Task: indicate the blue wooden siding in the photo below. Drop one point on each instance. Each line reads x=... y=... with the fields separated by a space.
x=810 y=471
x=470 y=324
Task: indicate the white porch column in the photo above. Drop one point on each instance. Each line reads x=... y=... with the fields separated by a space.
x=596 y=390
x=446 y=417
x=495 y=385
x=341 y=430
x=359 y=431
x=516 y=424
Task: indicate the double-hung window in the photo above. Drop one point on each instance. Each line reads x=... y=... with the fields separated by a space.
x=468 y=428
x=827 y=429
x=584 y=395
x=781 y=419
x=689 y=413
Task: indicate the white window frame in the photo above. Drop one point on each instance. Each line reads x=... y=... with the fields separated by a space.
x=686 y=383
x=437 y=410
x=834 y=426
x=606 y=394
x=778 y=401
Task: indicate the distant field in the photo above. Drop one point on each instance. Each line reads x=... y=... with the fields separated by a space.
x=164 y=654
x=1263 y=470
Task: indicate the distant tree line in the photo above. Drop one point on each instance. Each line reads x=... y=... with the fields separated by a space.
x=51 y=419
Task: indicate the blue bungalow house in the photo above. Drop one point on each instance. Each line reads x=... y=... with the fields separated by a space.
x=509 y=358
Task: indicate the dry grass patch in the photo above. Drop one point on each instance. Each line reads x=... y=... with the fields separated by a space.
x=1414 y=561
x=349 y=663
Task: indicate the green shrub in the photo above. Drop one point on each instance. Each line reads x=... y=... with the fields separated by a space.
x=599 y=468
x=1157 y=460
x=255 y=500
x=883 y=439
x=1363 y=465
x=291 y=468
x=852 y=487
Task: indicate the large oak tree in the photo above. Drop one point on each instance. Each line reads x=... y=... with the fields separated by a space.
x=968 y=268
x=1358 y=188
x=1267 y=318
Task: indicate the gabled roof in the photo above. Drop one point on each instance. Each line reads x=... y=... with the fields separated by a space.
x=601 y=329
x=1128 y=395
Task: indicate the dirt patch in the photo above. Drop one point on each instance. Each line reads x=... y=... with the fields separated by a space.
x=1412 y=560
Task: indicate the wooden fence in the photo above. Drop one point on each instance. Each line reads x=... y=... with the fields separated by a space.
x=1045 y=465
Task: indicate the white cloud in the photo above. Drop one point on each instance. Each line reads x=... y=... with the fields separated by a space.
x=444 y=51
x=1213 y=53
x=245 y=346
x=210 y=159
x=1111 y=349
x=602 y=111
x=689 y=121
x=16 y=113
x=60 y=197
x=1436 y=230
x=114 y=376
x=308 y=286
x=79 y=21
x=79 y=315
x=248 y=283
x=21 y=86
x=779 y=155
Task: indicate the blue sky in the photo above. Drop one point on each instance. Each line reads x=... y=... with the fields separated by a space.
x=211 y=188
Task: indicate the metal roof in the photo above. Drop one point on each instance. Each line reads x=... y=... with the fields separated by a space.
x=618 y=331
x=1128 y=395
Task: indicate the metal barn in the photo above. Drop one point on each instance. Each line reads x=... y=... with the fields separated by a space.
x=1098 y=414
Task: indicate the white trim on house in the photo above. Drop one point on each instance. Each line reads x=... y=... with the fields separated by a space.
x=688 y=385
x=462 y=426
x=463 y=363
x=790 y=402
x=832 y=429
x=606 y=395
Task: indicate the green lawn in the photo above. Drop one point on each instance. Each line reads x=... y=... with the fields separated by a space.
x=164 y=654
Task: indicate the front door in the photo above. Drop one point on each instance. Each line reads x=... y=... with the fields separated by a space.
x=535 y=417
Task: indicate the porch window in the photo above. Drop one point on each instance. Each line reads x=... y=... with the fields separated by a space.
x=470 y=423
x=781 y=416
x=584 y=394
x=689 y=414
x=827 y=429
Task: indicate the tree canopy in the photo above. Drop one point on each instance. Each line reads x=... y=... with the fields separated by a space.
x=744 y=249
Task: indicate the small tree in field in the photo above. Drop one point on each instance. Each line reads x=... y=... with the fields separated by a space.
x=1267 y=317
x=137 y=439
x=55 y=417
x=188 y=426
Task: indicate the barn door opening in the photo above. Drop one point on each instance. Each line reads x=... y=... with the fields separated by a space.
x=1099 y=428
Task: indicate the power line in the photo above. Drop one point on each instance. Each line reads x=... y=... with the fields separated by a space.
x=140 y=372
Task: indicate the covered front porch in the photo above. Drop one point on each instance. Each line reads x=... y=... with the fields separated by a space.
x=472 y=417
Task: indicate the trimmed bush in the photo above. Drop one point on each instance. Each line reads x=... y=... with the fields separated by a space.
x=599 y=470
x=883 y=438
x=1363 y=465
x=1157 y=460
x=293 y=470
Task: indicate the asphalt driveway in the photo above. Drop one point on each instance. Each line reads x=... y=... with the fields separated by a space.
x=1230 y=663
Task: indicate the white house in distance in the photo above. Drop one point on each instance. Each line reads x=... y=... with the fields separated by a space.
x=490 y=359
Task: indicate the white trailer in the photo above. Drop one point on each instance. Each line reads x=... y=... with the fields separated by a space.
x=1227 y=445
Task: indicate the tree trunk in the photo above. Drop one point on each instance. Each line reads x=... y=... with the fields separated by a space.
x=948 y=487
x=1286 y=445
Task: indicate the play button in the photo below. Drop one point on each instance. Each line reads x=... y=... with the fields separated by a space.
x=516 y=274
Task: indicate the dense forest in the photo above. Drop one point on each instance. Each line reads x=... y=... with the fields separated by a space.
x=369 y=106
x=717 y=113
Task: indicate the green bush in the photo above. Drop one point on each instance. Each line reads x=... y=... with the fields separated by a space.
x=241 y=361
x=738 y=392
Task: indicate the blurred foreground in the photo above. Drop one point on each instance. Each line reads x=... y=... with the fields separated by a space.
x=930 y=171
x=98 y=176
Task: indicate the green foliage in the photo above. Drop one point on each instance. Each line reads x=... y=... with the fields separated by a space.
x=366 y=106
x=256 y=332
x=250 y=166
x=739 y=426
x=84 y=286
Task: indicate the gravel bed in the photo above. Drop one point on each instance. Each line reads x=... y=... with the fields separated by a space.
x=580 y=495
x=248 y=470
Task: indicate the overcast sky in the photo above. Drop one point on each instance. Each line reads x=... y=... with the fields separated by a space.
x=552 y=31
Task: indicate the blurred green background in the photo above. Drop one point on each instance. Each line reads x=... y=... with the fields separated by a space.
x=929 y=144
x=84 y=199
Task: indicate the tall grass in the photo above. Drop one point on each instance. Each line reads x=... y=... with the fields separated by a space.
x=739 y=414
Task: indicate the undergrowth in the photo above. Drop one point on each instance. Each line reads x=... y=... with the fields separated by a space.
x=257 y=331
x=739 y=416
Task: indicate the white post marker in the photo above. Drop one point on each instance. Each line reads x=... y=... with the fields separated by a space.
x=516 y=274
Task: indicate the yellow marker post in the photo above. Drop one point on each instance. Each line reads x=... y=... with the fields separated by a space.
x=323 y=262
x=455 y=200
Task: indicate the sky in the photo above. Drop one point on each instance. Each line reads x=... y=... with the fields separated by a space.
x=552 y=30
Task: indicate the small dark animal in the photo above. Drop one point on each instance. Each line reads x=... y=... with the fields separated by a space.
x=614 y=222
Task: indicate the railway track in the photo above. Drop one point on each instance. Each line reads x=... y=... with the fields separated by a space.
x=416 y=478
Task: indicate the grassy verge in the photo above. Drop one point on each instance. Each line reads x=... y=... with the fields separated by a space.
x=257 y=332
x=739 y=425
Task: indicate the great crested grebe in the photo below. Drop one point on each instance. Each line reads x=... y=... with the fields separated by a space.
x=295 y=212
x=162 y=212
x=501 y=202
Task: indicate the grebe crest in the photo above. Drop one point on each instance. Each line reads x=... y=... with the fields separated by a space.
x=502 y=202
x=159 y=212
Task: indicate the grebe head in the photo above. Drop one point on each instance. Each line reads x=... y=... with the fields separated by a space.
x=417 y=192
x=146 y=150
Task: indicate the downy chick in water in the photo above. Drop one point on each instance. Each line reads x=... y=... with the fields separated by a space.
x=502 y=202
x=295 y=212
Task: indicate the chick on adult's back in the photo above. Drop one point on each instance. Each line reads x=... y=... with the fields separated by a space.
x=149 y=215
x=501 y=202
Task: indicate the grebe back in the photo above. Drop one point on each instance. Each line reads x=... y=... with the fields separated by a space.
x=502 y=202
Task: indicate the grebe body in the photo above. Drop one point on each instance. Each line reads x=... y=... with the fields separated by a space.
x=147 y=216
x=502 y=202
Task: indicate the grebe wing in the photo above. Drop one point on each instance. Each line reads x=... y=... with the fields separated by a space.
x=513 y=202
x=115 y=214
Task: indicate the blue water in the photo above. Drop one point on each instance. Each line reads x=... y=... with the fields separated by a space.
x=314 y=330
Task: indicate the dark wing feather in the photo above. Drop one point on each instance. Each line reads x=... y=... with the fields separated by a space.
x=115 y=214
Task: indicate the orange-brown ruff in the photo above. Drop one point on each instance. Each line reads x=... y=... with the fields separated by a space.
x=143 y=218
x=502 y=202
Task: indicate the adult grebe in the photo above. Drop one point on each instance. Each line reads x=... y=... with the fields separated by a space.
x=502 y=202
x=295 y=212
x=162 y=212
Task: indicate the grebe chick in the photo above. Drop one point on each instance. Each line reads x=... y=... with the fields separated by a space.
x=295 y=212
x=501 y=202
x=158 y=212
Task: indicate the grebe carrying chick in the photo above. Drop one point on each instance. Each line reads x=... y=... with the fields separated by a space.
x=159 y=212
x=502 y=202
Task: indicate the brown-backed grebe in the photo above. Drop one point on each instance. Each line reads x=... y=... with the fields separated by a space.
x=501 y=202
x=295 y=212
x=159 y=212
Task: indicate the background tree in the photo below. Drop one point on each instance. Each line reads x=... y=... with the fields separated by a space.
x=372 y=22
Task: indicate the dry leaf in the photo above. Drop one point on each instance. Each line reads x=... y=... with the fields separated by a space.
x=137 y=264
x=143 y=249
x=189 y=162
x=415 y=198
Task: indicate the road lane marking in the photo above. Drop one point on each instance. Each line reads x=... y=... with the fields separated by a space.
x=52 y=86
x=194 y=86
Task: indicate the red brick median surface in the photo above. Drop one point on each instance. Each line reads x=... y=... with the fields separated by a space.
^^^^^^^^
### Exercise aim
Exactly and exclusively, repeat the lines from the line that contains "Task: indicate the background" through the end of the records, both ends included.

### Exercise solution
Task: indicate the background tree in the photo below. Drop one point on each instance. Each line reads x=... y=... with the fields separated by a space.
x=372 y=22
Task: indicate the dry leaf in the photo above. Drop one point on each instance. Each line reads x=... y=... with the fields separated by a space.
x=137 y=264
x=143 y=249
x=189 y=162
x=415 y=198
Task: indicate the road lane marking in the photo above. Drop one point on each instance. Each line reads x=... y=... with the fields separated by a space.
x=52 y=86
x=194 y=86
Task: indicate the red brick median surface in the photo above. Drop one point on each instance. Each line reads x=... y=... with the fields separated by a space.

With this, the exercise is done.